= Given text =
*** Begin section ***

Scientists, practitioners, religious communities urge collaborative action to save our planet

For immediate release:  Tuesday, 3 September 2013                           

Contact: Nadine Lymn (202) 833-8773 x 205; nadine@esa.org

Big global questions face us, among them: How will we feed a growing global population without ruining the soil and polluting freshwater?  Or meet our burgeoning energy demands while curbing the greenhouse gas emissions that fuel rising sea levels, flooding, drought, disease and wildfire? And what can we do to stem the extinction of thousands of other species that share the planet with us?

These daunting “environmental” problems are not only in the domain of ecologists and environmental scientists. Other natural scientists, social, behavioral and economic researchers, urban designers and planners, and religious groups are also grappling with ways to turn around our sobering collective trajectory. And, in what marks a significant shift, ecologists are recognizing that generating and distributing scientific data is not enough. They see the need to embrace the social and ethical dimensions of scientific practice and to join with a wide variety of allies to solve these real-world problems.

*** End section ***

= Provided material =
*** Begin section ***

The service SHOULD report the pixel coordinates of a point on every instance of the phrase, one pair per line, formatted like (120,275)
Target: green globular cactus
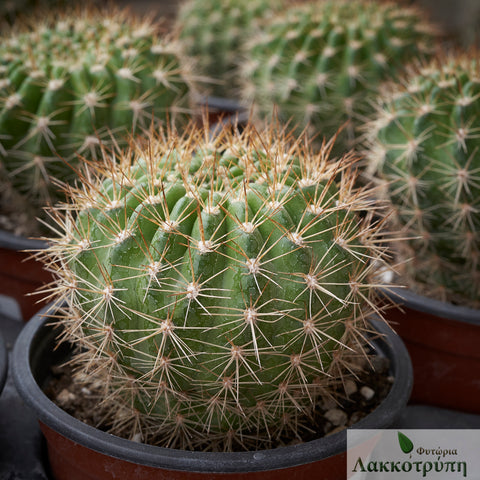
(74,80)
(217,286)
(212,33)
(322,63)
(424,142)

*** End section ***

= Task instructions =
- a) Extract the passage of the press release from "Contact: Nadine Lymn" to "planet with us?".
- b) In the press release, list the effects that greenhouse gas emissions are said to fuel.

= Responses per task =
- a)
Contact: Nadine Lymn (202) 833-8773 x 205; nadine@esa.org

Big global questions face us, among them: How will we feed a growing global population without ruining the soil and polluting freshwater?  Or meet our burgeoning energy demands while curbing the greenhouse gas emissions that fuel rising sea levels, flooding, drought, disease and wildfire? And what can we do to stem the extinction of thousands of other species that share the planet with us?

- b)
rising sea levels
flooding
drought
disease
wildfire